- INSTRUCTIONS FOR THE TASK
No pictures, nothing altered: return the data below.
<<<<
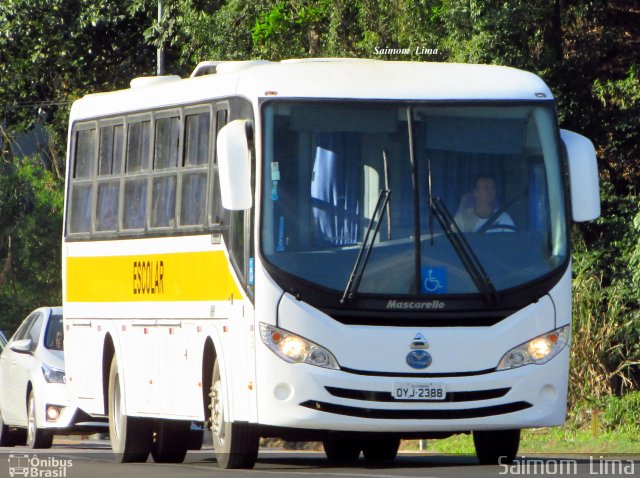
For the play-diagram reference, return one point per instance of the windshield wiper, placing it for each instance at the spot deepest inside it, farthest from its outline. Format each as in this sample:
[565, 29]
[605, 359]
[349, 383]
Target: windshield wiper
[460, 244]
[367, 246]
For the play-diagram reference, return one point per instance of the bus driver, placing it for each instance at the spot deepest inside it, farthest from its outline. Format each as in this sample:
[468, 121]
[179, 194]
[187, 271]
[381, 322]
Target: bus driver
[472, 219]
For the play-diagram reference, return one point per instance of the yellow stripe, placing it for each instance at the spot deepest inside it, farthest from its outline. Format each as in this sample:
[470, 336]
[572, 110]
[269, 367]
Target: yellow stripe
[188, 276]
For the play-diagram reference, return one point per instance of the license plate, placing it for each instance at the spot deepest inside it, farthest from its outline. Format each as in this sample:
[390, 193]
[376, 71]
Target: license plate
[419, 391]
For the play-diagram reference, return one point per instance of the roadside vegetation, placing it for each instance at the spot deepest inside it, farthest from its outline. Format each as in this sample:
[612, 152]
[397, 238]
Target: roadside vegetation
[53, 52]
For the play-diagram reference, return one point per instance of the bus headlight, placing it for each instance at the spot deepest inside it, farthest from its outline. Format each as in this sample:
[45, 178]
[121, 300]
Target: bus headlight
[295, 349]
[53, 375]
[538, 350]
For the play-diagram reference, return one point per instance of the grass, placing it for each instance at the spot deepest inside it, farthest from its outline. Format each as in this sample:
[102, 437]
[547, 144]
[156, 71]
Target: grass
[547, 441]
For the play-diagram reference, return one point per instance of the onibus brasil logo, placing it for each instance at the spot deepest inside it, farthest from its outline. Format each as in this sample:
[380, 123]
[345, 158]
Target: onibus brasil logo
[35, 466]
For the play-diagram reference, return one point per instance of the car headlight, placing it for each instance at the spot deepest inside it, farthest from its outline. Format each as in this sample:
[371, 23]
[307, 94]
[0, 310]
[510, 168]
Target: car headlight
[53, 375]
[295, 349]
[538, 350]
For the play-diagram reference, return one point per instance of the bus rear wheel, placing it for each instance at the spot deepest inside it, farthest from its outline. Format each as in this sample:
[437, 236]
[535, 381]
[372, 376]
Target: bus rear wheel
[236, 444]
[130, 436]
[496, 446]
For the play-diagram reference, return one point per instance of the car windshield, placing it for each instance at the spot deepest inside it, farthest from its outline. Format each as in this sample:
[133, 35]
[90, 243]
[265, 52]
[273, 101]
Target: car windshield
[458, 199]
[54, 336]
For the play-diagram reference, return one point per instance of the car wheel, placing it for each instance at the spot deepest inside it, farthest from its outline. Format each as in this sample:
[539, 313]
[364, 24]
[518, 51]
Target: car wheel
[130, 436]
[342, 447]
[496, 446]
[36, 437]
[170, 441]
[236, 444]
[9, 436]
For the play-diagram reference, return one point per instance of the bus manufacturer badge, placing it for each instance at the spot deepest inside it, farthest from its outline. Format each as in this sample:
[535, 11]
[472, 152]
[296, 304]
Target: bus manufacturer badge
[419, 342]
[419, 359]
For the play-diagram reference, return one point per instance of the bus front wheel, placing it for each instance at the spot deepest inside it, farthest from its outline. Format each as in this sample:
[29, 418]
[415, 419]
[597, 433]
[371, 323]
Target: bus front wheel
[496, 446]
[130, 436]
[236, 444]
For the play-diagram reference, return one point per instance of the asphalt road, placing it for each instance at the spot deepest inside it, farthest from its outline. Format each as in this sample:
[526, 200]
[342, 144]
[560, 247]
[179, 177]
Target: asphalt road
[93, 460]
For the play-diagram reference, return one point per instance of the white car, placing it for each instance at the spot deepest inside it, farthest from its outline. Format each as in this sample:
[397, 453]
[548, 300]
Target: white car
[33, 395]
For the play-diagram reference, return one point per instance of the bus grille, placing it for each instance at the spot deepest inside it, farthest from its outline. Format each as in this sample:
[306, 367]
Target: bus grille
[382, 414]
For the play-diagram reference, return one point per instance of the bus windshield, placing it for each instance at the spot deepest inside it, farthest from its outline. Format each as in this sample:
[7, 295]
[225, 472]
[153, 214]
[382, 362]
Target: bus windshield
[458, 199]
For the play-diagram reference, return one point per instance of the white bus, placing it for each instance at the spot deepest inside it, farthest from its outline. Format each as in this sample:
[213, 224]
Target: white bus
[348, 251]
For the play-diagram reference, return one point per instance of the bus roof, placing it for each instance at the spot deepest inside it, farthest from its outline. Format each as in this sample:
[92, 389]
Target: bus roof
[338, 78]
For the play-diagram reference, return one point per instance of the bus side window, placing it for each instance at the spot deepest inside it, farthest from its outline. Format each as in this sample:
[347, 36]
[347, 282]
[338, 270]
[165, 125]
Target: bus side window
[109, 164]
[82, 191]
[166, 153]
[196, 155]
[135, 188]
>>>>
- EXPECTED ANSWER
For the play-diagram reference, return one point per instance of the windshield wiper, placing it for each instance at the spot deepest inside it, farthest from its outline. Format each as in this sample:
[565, 29]
[605, 359]
[349, 383]
Target: windshield wiper
[460, 244]
[367, 246]
For the play-diagram reference, return one point per instance of the bus driver, placing it for each instance at the spot deepest inside it, farthest from its outline. Format each as in this sample:
[468, 121]
[179, 194]
[187, 271]
[381, 322]
Target: bus driver
[472, 219]
For the play-diagram reference, return one point per instance of the yellow stripe, placing it for each instance at the spot deepest inside it, farthest from its outline. Format each as in this sample:
[470, 336]
[572, 110]
[269, 367]
Target: yellow stripe
[188, 276]
For the play-diagram reference, return one point per instance of the license plate, placing it for each instance at the spot deepest inside it, farthest from its outline. Format each as in this sample:
[390, 193]
[376, 71]
Target: license plate
[419, 391]
For the play-diagram reference, return one point per instance of the roadside vegetation, placing it for each instance at the spot deepest inside it, farthest from its outline. Format each as in this sample:
[612, 152]
[397, 238]
Target: roadside vegetation
[53, 52]
For the play-diagram reference, return one point per instance of the bus headlight, placing it for each instance at the spot deepest inside it, farthest from its outline. Format each as in this sample:
[45, 178]
[121, 300]
Target: bus headlight
[295, 349]
[53, 375]
[538, 350]
For the play-diagram reference, return one point per instance of the grass, placing it for each instance at the spot deepest inside it, farthest from its outline. Format each as in this sample:
[102, 437]
[547, 144]
[156, 71]
Target: grass
[547, 441]
For the play-diagram reference, return one point per instance of the onibus brasil logo, placing it for each instance at the spot deepest inside it, farthest from its outline. Format each as in this sample:
[380, 123]
[345, 158]
Target: onibus brasil logo
[35, 466]
For the play-diagram reference, return one point per instance of the car headlight, placing it for each instance at the spot deepest inside it, farthest from its outline. Format each as in this sample:
[371, 23]
[307, 94]
[0, 310]
[510, 168]
Target: car headlight
[53, 375]
[295, 349]
[538, 350]
For the play-diagram reference, return one point per instance of the bus rear wheel, placing it for each instance at the spot deepest inside it, farthest from its outline. Format each as in this sample:
[437, 236]
[535, 381]
[372, 376]
Target: bus rear wheel
[236, 444]
[130, 436]
[496, 446]
For the play-diagram reference, return one point per instance of the car windshield, placing it for each instance at the spot deepest inside it, farthest from its outline. Format each as in this sample:
[133, 35]
[90, 243]
[265, 52]
[273, 101]
Target: car windshield
[458, 199]
[54, 336]
For the play-diagram reference, return one point per instance of the car wheel, placing it for each instance at the spot deepest inside it, farthest from its outline. Format each as in this sample:
[539, 313]
[364, 24]
[518, 51]
Target: car wheel
[130, 436]
[342, 447]
[496, 446]
[36, 437]
[170, 441]
[236, 444]
[9, 436]
For the play-diagram reference, return one point per instance of the bus manufacturer badge, placing it for each instance at the spot deepest inside it, farthest from its outline. Format each as in this sample:
[535, 11]
[472, 152]
[296, 304]
Target: bus manufacturer badge
[419, 342]
[419, 359]
For the play-diagram reference, return one point per instance of the bus front wheel, placing it for each instance at the spot deepest inside it, farthest from its outline. Format each as in this sample:
[29, 418]
[415, 419]
[597, 433]
[371, 323]
Target: bus front wheel
[496, 446]
[130, 436]
[236, 444]
For the play-diagram reference, return one point per instance of the asphalt road, placing it for each instance at the spot deepest inside it, farthest from its outline. Format each as in this sample:
[526, 200]
[342, 144]
[560, 247]
[179, 177]
Target: asphalt road
[93, 460]
For the play-diagram reference, return one point per instance of the white car, placing it for each instance at the spot deepest inside it, farthest from its outline. Format each as in this sample:
[397, 453]
[548, 300]
Target: white car
[33, 395]
For the play-diagram reference, return one point per instance of the bus grille, placing it for each instance at the spot deepest inside it, farthest from its outline. Format each as in this sample:
[306, 367]
Target: bus grille
[382, 414]
For the play-diagram reference, return one point per instance of the bus windshield, placing it for each instance at the spot deepest inside it, farthest from its outline. Format each as in this sample:
[7, 295]
[225, 472]
[153, 214]
[382, 362]
Target: bus windshield
[458, 199]
For the play-diagram reference, return one point per instance of the white bus, placing it for each instance at the spot deepest inside it, farthest from its outline. Format each as in this sample:
[213, 224]
Target: white bus
[348, 251]
For the play-diagram reference, return one point per instance of the bus roof, placing it for each instance at the spot deepest inside it, farthest from its outline. Format each as in this sample:
[92, 389]
Target: bus roof
[338, 78]
For the play-diagram reference, return one point per instance of the bus side window, placing it for each instance at the spot deepest inside it, farthest from its outline. Format each as in this sample:
[347, 36]
[347, 282]
[338, 270]
[165, 125]
Target: bus side window
[109, 164]
[82, 191]
[166, 153]
[196, 155]
[135, 188]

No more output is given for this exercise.